GIVEN TASK A :: Do these statements agree with the discussion about money and trade below? Answer yes or no for each and quote the words from the discussion that decide it. (i) The teacher valued a set of 12 toilet rolls on Saturday. (ii) One reply says that adding more hands to a project behind schedule will get it back on track. (iii) One commenter says that throwing TP at the house of someone you don't like is common where they live.

★ ★ ★ ★ ★

Basically it turns out that what they have in mind is quite a collection of attributes that identify that being. And when I say "have in mind", well, yep, it means they can imagine it.

When the claim is that humans can't even imagine something, well, that can't go anywhere, can it? They can't even go "therefore God made it in 7 days" because that's actually something quite imaginable.
 
Inside a company there is trouble among teams, and a project is behind schedule.
Trading option one with money: using money hire extra hands to help bring the project back to track
Trading option two without money: without using money, teams start getting their stuff together and communicate, to help bring the project back to track.

If option one takes less time and effort, it is the preferable choice, if it doesn't it is not, however this needs to be weighted per case to decide.

I'm guessing that you've never managed a large project, let alone been a part of one. When you get behind schedule, more hands aren't going to get you back, it's going to slow you down. It's also an incorrect schedule. Best bet, readjust your expectations. Just because something is behind schedule doesn't mean the teams working on it are having issues.

What's the largest project you've been a meaningful part of? Me? I'm part of the group of people translating the tax processing software into a modern language at the IRS. Billions of dollars, nationwide impact.
https://en.wikipedia.org/wiki/Customer_Account_Data_Engine
 
These anti-money posts are always focused on vague philosophy.

But lets make it real again.
Like I mentioned. I am a teacher.
What I really valued (among many other things) this saturday was a set of 12 toilet rolls.

Explain how, without a medium of trade, I'd get that given that none of my students work in the TP making industry.

Give them homework over the weekend. The TP might get delivered to you, unrolled, and unbidden.
 
Well, some people find the whole, "money only has value because we agree it has value, but really it's turtles all the way down" thing kind of creepy.

And a lot of those people seem to think crypto solves that problem. I have not yet heard a good reason why.
 
Look this is easy.

First, decide what you want.
Second, identify a supplier.
Third, kill them and take it.
Fourth, encourage like minded individuals to join you.
Fifth, spend the rest of your days in luxury whilst looking over your shoulder and sleeping with one eye open.
 
Give them homework over the weekend. The TP might get delivered to you, unrolled, and unbidden.

Totally off topic, but I really had to use cultural osmosis to get this comment.

Throwing TP at the house of someone you don't like is totally unheard of here, so at first I thought you ment I'd get badly written papers I'd have to use as a substitute. Then I remembered seeing that in a few movies and figured it out.
 
Totally off topic, but I really had to use cultural osmosis to get this comment.

Throwing TP at the house of someone you don't like is totally unheard of here, so at first I thought you ment I'd get badly written papers I'd have to use as a substitute. Then I remembered seeing that in a few movies and figured it out.

★ ★ ★ ★ ★

GIVEN TASK B :: Which lines of the entries below contain the word "point"? Copy each of them.

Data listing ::
★ ★ ★ ★ ★

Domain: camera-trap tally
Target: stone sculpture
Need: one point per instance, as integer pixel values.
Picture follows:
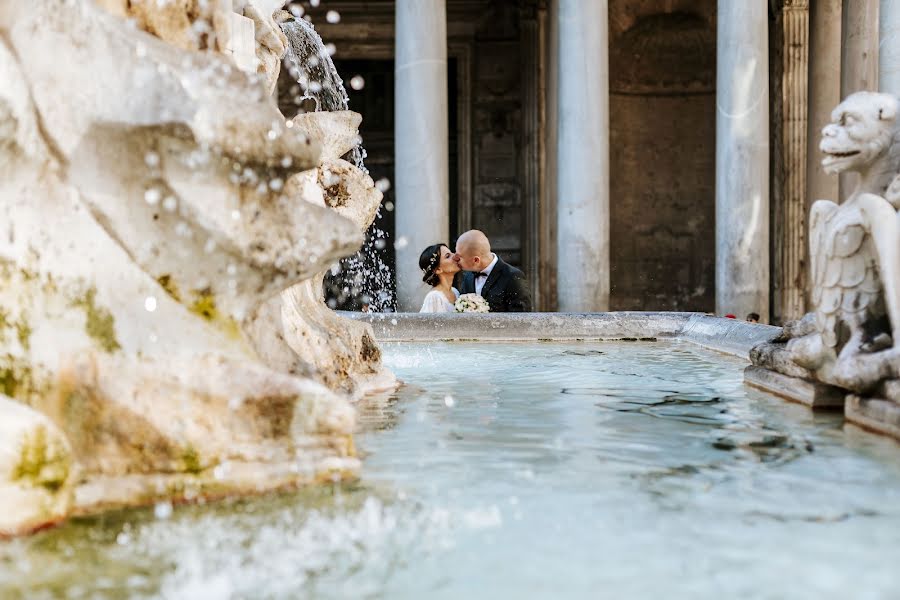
(148, 244)
(851, 339)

★ ★ ★ ★ ★

TASK RESPONSE A ::
(i) Yes: "What I really valued (among many other things) this saturday was a set of 12 toilet rolls."
(ii) No: "more hands aren't going to get you back, it's going to slow you down."
(iii) No: "Throwing TP at the house of someone you don't like is totally unheard of here"

TASK RESPONSE B ::
Need: one point per instance, as integer pixel values.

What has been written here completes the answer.